Source excerpt:
============================================================
Indeed, this is what happens with our simple program. Astute readers might have noticed that the virtual address of the entry point to our program always stays the same: it's 0x00401000. This is not a random number, and Raymond Chen has even written a post about why that particular value is used.
But, you are not always guaranteed that your code will be consistently loaded at the same well-known base address. This is often the case with DLLs. When a dynamic library is loaded by some process, its code has to be mapped into the virtual address space of that process. A DLL might have some address that it would prefer to be loaded at, but it is not always guaranteed that enough space will be available starting at that offset in the host process virtual address space, so the DLL will simply have to be loaded to an offset that is different to its preferred one (this process is called "relocation").
However, DLLs are not the only thing that have to deal with being loaded at an unexpected offset. This can happen to regular executables too, but the reasons for that are more interesting.
============================================================
(Saved entries)
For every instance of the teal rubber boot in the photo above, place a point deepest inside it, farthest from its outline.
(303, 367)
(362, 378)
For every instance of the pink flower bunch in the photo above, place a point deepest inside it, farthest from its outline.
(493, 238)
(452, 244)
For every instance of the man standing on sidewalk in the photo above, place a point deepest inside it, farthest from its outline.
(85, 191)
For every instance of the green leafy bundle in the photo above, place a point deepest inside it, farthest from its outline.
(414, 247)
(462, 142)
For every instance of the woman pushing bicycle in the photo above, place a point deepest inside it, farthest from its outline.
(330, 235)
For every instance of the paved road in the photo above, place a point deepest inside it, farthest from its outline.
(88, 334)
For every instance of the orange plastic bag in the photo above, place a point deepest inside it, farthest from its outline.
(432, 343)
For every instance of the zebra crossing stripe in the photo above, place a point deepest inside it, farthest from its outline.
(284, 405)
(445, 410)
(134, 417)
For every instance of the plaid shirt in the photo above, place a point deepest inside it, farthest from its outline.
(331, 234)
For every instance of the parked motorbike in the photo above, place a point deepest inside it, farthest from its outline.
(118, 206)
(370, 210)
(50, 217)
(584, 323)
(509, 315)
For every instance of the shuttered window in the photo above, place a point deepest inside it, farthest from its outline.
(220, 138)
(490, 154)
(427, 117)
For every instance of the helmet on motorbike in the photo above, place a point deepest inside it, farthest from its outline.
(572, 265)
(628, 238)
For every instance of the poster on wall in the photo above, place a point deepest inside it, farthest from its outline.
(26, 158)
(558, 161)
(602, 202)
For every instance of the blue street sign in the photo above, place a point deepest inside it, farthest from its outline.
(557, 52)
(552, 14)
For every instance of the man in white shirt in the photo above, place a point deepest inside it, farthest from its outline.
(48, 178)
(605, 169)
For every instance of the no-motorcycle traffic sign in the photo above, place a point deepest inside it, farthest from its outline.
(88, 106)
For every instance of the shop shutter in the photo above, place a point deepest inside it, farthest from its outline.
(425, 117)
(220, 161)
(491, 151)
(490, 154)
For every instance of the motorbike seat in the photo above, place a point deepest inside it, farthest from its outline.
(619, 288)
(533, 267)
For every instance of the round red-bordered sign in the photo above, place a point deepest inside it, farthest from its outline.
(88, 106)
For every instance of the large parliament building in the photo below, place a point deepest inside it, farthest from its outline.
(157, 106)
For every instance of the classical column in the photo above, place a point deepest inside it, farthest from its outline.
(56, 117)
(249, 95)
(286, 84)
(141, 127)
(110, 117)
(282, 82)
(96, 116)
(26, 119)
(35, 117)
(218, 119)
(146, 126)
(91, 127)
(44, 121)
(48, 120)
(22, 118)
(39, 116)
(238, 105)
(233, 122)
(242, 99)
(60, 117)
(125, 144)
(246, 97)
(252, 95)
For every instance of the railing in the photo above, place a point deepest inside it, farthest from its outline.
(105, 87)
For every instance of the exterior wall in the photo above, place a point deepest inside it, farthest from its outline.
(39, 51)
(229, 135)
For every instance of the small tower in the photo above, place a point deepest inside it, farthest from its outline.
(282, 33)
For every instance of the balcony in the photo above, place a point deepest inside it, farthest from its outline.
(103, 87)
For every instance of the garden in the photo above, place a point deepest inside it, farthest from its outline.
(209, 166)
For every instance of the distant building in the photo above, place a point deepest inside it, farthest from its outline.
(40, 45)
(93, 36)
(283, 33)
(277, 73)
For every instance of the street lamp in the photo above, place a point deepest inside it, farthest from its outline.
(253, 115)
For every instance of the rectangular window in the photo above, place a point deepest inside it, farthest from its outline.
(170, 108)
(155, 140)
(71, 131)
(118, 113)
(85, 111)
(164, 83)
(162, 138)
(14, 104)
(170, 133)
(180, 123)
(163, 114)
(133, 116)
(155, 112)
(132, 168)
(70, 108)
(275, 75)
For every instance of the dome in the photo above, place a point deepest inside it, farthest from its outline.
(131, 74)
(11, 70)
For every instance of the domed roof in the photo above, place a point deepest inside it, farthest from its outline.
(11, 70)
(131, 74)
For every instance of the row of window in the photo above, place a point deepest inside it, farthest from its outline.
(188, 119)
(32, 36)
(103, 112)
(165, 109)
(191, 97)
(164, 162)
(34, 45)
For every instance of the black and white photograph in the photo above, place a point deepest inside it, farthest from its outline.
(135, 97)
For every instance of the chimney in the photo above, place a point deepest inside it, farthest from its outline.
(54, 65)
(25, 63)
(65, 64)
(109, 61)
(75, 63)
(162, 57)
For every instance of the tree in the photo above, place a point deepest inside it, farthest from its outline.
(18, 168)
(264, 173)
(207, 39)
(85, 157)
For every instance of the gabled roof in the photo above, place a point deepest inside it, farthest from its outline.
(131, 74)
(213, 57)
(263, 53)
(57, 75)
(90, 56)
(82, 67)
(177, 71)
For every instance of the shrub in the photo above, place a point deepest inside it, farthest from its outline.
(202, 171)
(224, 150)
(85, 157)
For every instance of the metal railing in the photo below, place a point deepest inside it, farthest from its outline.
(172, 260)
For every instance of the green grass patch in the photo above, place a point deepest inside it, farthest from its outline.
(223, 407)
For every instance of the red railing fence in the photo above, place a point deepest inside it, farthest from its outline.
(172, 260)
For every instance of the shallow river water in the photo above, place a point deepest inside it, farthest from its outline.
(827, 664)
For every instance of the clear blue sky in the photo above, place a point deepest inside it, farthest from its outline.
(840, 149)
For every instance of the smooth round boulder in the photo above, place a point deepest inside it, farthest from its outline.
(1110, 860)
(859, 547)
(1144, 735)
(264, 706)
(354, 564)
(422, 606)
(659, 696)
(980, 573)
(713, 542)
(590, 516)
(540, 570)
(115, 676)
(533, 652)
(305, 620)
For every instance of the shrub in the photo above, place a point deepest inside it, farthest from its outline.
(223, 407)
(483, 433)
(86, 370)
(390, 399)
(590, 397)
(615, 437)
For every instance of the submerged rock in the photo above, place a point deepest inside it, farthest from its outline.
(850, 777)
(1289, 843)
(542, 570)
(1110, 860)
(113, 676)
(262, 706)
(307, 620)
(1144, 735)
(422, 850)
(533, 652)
============================================================
Tasks to carry out:
a: Offset every point coordinate by -137 in the stretch of the saved entries from the row containing "For every instance of the smooth" through the last row, and write that stretch out again with its requests included.
b: Write what comes next in the text about programs and DLLs being loaded at unexpected addresses, picking up after its last sentence.
The text and the saved entries have nothing to do with each other.

Answers for the tasks:
a:
For every instance of the smooth round boulder in the photo above, place a point deepest inside it, farthest from its outline.
(973, 723)
(722, 410)
(1007, 598)
(127, 569)
(217, 427)
(285, 469)
(522, 559)
(843, 436)
(576, 405)
(453, 379)
(403, 433)
(-22, 539)
(396, 515)
(168, 483)
For every instance of the shrub in the photo above, place a point deepest inside it, farthest from its outline.
(86, 270)
(346, 296)
(-51, 233)
(253, 262)
(453, 260)
(478, 300)
For every instance of the submerged rock in the photo above, place a point deepest inside it, farthest from its outline.
(713, 640)
(1152, 706)
(405, 433)
(973, 723)
(-24, 539)
(125, 569)
(170, 483)
(1007, 598)
(285, 713)
(396, 515)

b:
Knowing the layout of the virtual address space (where the executable code is loaded, where the start of the stack and heap are guaranteed to be, etc.) enables attackers to exploit stack corruption using attacks like ROP or return-to-library in order to execute (almost) arbitrary code with the privileges of the compromised process. The gist of it is that even if the victim system has a non-executable stack, you can still execute some code that wasn't intended to be executed by flooding the stack with a bunch of very carefully chosen addresses. Each address has to point to a piece of executable code that disassembles to a few of the instructions that the attacker wants executed, followed by a ret (such group of instructions is often referred to as a "gadget"). A large enough binary or library is almost guaranteed to contain enough gadgets to put together a shellcode, or whatever else an attacker might want. If this sounds too unbelievable, go read the post about how the PS4 was hacked.
These types of attacks rely on knowing where to look for gadgets. This means that we can't have nice things: in order to hinder a whole class of potential attacks, executables have to be loaded at random offsets, which makes ROP-style attacks very hard (though not entirely impossible). This mitigation, which is quite ubiquitous these days, is called Address Space Layout Randomization, or ASLR for short. ASLR, like many things in computer security, is a technical artifact that owes its entire existence solely to the wretched, sinful nature of man. Keep that one in your back pocket for the next time someone tries to tell you tech is not political.
The main reason I took all this time to talk about dynamic libraries, exploits
and ASLR is to impart on you, the reader, that the last encoding of
jmp
that we saw is a happy-go-lucky case indeed.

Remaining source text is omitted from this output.